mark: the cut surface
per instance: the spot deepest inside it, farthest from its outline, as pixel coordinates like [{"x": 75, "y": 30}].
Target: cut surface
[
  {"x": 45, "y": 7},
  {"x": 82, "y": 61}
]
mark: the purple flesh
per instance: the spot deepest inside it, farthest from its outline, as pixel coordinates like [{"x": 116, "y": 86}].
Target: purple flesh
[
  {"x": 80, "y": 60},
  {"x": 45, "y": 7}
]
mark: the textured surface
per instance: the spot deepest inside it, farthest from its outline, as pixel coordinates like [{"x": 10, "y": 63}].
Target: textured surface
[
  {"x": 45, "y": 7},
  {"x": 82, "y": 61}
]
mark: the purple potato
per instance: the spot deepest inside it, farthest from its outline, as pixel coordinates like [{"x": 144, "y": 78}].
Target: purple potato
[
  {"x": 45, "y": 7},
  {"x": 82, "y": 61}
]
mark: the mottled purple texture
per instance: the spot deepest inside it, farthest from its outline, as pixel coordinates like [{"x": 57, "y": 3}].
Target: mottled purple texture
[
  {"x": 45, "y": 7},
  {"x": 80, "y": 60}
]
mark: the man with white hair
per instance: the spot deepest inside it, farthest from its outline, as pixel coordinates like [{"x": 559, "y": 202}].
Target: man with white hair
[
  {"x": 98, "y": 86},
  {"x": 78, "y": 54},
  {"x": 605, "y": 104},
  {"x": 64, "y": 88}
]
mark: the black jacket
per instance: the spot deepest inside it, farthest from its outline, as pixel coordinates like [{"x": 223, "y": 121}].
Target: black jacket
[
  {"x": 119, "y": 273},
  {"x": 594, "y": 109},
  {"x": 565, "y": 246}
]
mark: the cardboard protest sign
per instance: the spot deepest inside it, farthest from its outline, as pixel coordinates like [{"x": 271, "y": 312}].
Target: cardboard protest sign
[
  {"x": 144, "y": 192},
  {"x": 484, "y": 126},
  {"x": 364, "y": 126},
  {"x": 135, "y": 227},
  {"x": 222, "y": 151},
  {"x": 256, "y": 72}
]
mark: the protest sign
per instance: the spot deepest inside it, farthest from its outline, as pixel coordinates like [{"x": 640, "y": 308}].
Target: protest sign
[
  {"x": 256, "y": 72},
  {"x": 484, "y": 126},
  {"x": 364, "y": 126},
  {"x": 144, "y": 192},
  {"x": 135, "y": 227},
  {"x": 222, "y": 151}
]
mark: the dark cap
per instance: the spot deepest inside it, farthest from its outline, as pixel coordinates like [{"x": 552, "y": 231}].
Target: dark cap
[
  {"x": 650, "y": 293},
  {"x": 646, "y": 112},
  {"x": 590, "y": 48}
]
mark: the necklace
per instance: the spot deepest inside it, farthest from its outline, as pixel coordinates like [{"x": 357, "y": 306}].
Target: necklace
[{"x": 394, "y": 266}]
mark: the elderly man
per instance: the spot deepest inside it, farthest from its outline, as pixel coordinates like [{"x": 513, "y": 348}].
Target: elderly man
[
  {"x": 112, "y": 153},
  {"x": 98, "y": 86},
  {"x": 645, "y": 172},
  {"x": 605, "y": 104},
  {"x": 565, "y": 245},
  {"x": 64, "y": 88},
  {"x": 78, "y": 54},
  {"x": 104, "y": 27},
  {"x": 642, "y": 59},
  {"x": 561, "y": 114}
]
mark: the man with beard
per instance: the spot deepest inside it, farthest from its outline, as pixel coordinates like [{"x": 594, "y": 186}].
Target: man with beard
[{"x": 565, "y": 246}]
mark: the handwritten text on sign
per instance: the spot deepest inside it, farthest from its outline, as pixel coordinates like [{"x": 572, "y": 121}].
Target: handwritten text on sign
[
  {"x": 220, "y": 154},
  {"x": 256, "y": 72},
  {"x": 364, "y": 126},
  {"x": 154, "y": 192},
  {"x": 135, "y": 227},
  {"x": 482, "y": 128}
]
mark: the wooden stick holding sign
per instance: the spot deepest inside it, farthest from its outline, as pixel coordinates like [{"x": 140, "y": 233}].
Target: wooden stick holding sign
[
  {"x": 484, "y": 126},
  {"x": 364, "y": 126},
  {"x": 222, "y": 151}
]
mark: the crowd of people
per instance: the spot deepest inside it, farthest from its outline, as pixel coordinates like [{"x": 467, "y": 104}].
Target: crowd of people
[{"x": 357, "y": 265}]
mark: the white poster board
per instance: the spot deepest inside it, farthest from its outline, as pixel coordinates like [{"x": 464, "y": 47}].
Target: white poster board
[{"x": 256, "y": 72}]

****************

YOUR INSTRUCTIONS: The records above must be repeated exactly, every one of them.

EXERCISE SOLUTION:
mark: the cut surface
per instance: the spot deepest inside it, farthest from its outline, as pixel coordinates like [{"x": 75, "y": 30}].
Target: cut surface
[
  {"x": 45, "y": 7},
  {"x": 82, "y": 61}
]
mark: the purple flesh
per instance: the spot deepest inside it, farthest from its outline, as pixel coordinates like [{"x": 116, "y": 86}].
Target: purple flesh
[
  {"x": 80, "y": 60},
  {"x": 45, "y": 7}
]
mark: the textured surface
per instance: the spot deepest inside it, farthest from its outline, as pixel coordinates like [{"x": 10, "y": 63}].
Target: textured surface
[
  {"x": 45, "y": 7},
  {"x": 82, "y": 61}
]
mark: the purple potato
per instance: the spot deepest inside it, farthest from its outline, as pixel coordinates like [{"x": 144, "y": 78}].
Target: purple potato
[
  {"x": 45, "y": 7},
  {"x": 82, "y": 61}
]
mark: the mottled purple texture
per instance: the spot deepest inside it, farthest from its outline, as pixel coordinates like [{"x": 57, "y": 3}].
Target: mottled purple texture
[
  {"x": 45, "y": 7},
  {"x": 80, "y": 60}
]
mark: the man with white hair
per instance: the spot deepest inside it, farthest from its outline, as pixel coordinates like [{"x": 559, "y": 202}].
Target: man with white hair
[
  {"x": 98, "y": 86},
  {"x": 78, "y": 54},
  {"x": 605, "y": 104},
  {"x": 64, "y": 88}
]
mark: the black jacket
per instance: the spot deepest inside it, farthest from its outline, as pixel coordinates like [{"x": 223, "y": 121}].
Target: black jacket
[
  {"x": 119, "y": 273},
  {"x": 594, "y": 109},
  {"x": 565, "y": 246}
]
mark: the cardboard protest sign
per instance: the spot deepest inside it, farthest from its outline, as pixel coordinates like [{"x": 271, "y": 312}].
Target: cardboard protest sign
[
  {"x": 144, "y": 192},
  {"x": 484, "y": 126},
  {"x": 364, "y": 126},
  {"x": 135, "y": 227},
  {"x": 222, "y": 151},
  {"x": 256, "y": 72}
]
mark: the protest sign
per instance: the spot deepest inside it, farthest from its outline, as pixel coordinates like [{"x": 640, "y": 308}].
Target: protest sign
[
  {"x": 256, "y": 72},
  {"x": 484, "y": 126},
  {"x": 364, "y": 126},
  {"x": 144, "y": 192},
  {"x": 135, "y": 227},
  {"x": 222, "y": 151}
]
mark: the dark cap
per instance: the spot deepest inside it, farthest from its outline, as pixel coordinates like [{"x": 552, "y": 231}].
Target: dark cap
[
  {"x": 650, "y": 293},
  {"x": 646, "y": 112},
  {"x": 590, "y": 48}
]
mark: the necklace
per instance: the spot deepest inside it, farthest from its outline, as pixel coordinates like [{"x": 357, "y": 306}].
Target: necklace
[{"x": 394, "y": 266}]
mark: the elderly man
per instance: the spot deepest inside it, farthest from its outline, as pixel coordinates like [{"x": 513, "y": 348}].
Target: elderly man
[
  {"x": 112, "y": 153},
  {"x": 98, "y": 86},
  {"x": 645, "y": 172},
  {"x": 605, "y": 104},
  {"x": 565, "y": 245},
  {"x": 64, "y": 88},
  {"x": 78, "y": 54},
  {"x": 104, "y": 27},
  {"x": 642, "y": 59},
  {"x": 561, "y": 114}
]
mark: the man with beard
per instance: the spot deepest inside it, farthest from its outline, as pixel coordinates like [{"x": 594, "y": 186}].
Target: man with beard
[{"x": 565, "y": 246}]
mark: the handwritten text on sign
per instance: the spot deepest inside it, farthest from its outline, as pixel coordinates like [{"x": 572, "y": 121}].
Target: handwritten text on sign
[
  {"x": 220, "y": 154},
  {"x": 256, "y": 72},
  {"x": 364, "y": 126},
  {"x": 154, "y": 192},
  {"x": 135, "y": 227},
  {"x": 482, "y": 128}
]
mark: the wooden stick holding sign
per instance: the spot deepest inside it, farthest from its outline, as pixel coordinates like [{"x": 140, "y": 233}].
Target: wooden stick holding sign
[
  {"x": 484, "y": 126},
  {"x": 364, "y": 126},
  {"x": 222, "y": 151}
]
mark: the crowd of people
per instance: the spot deepest inside it, farthest from its outline, as pixel coordinates like [{"x": 467, "y": 104}].
Target: crowd of people
[{"x": 357, "y": 265}]
mark: the white poster board
per instance: the spot deepest inside it, farthest from its outline, as pixel coordinates like [{"x": 464, "y": 47}].
Target: white poster board
[{"x": 256, "y": 72}]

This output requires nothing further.